* What is expected
In the material below, change every "fork" to "utensil" and leave all else as it is. Give back only the lines from the line with "Study the picture above. For each instance of the charred" to the line with "fork handle, find", both included.

* Extracted records
________________

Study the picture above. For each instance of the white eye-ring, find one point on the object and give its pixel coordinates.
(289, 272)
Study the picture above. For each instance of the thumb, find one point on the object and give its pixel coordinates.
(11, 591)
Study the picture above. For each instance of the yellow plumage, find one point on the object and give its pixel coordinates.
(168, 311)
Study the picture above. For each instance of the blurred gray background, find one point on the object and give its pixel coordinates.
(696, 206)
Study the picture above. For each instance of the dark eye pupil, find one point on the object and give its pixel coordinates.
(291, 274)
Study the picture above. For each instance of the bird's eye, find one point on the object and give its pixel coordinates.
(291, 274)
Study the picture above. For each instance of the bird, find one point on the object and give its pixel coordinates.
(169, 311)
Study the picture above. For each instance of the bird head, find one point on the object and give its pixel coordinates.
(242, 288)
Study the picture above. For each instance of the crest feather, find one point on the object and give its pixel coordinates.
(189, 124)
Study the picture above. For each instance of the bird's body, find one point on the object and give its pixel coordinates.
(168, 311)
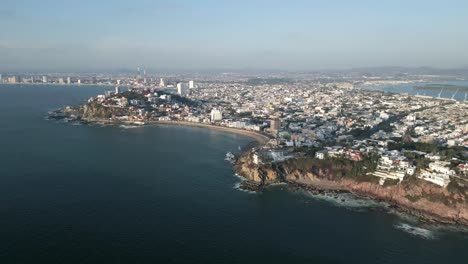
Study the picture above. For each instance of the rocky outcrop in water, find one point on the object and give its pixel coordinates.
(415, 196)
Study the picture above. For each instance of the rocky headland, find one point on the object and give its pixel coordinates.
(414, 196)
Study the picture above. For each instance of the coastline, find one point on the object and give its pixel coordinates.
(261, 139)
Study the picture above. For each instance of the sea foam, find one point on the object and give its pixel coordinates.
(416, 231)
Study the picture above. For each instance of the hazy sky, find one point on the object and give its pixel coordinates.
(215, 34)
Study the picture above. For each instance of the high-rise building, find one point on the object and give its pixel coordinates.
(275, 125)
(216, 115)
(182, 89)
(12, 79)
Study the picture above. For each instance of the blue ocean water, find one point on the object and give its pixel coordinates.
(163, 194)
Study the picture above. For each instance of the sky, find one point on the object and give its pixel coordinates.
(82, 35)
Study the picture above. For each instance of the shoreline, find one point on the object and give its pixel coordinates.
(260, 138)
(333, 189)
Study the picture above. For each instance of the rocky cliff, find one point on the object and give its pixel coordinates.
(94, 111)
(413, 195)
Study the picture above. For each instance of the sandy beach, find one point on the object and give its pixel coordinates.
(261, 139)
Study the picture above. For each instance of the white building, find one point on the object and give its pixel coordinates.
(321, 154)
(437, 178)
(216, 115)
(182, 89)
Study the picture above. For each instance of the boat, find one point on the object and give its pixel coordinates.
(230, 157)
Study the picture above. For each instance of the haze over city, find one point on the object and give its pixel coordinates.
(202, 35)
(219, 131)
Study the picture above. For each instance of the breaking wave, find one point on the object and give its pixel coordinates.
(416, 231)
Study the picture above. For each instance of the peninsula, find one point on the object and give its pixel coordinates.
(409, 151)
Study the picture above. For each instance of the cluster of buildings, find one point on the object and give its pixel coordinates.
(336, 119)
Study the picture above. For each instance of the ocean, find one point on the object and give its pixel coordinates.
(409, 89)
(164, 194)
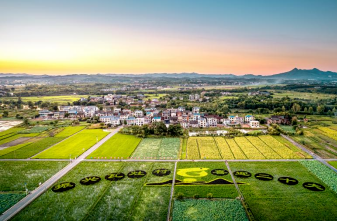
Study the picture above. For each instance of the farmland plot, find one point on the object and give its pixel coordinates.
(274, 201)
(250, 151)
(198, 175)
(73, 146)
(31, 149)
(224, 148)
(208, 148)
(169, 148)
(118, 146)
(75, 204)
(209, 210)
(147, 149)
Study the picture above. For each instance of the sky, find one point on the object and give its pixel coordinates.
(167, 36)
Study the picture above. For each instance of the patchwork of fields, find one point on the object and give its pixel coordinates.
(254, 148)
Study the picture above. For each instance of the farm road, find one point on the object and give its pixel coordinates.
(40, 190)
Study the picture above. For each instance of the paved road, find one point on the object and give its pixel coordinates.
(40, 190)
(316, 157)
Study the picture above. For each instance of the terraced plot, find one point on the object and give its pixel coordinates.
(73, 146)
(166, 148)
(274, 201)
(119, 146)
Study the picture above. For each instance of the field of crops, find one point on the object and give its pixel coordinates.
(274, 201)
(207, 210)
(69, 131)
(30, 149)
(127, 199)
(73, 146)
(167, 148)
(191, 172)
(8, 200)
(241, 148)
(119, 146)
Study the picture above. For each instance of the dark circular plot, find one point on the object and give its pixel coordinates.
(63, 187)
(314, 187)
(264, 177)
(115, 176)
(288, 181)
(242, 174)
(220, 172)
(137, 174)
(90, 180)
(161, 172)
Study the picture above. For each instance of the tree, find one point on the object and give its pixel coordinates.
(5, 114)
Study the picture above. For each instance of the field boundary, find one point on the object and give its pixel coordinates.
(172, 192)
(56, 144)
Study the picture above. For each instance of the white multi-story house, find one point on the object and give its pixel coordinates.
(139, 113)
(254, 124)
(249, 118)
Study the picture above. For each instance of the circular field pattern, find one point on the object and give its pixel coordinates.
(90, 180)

________________

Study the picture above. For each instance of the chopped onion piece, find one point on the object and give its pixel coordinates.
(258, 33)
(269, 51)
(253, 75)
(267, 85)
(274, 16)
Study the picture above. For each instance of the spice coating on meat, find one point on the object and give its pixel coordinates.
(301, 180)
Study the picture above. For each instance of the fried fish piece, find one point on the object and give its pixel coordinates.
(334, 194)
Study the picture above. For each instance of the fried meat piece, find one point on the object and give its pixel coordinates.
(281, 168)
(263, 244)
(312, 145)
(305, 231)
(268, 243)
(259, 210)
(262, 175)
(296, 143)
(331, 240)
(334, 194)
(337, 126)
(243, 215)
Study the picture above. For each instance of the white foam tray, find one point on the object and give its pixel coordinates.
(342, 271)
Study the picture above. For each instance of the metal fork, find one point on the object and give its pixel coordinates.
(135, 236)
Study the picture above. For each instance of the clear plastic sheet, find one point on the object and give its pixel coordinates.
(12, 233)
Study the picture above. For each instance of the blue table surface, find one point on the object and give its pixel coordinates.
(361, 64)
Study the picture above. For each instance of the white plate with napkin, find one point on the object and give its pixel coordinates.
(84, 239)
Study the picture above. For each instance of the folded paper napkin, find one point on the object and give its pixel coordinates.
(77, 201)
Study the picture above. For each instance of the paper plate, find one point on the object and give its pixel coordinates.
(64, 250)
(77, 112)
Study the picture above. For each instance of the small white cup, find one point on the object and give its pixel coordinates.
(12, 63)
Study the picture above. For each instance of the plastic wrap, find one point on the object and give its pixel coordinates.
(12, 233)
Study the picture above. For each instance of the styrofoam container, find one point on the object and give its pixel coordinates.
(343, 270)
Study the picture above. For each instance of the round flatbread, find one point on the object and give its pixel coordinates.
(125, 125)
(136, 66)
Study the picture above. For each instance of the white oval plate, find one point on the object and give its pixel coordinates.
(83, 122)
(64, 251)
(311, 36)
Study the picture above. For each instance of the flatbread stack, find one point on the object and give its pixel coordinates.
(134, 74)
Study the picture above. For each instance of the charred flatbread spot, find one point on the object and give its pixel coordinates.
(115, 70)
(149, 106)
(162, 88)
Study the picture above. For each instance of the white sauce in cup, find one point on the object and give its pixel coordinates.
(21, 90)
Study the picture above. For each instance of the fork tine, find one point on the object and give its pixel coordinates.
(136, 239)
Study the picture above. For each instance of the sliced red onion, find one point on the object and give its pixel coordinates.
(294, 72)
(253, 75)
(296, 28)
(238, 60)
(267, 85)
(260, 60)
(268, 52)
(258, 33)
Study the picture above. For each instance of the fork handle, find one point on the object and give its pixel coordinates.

________________

* Full solution
Study the picture above. For each instance of the charred flatbread spot, find one point on the object and give its pixel coordinates.
(115, 70)
(149, 106)
(162, 88)
Study the picture above. For each instance of the white sauce in cup, find one point on the object and give its pixel coordinates.
(21, 90)
Study the picture above. For each instance of the utensil tine, find one point on the object and give its pixel coordinates.
(136, 239)
Study the picture above. For each instance of the sliced red onion, find one point on the object and give its pixel coordinates.
(294, 72)
(253, 75)
(296, 28)
(238, 60)
(267, 85)
(260, 60)
(268, 52)
(258, 33)
Study the picture above. For each instance of the utensil handle, find one point on the object and give its pixel coordinates.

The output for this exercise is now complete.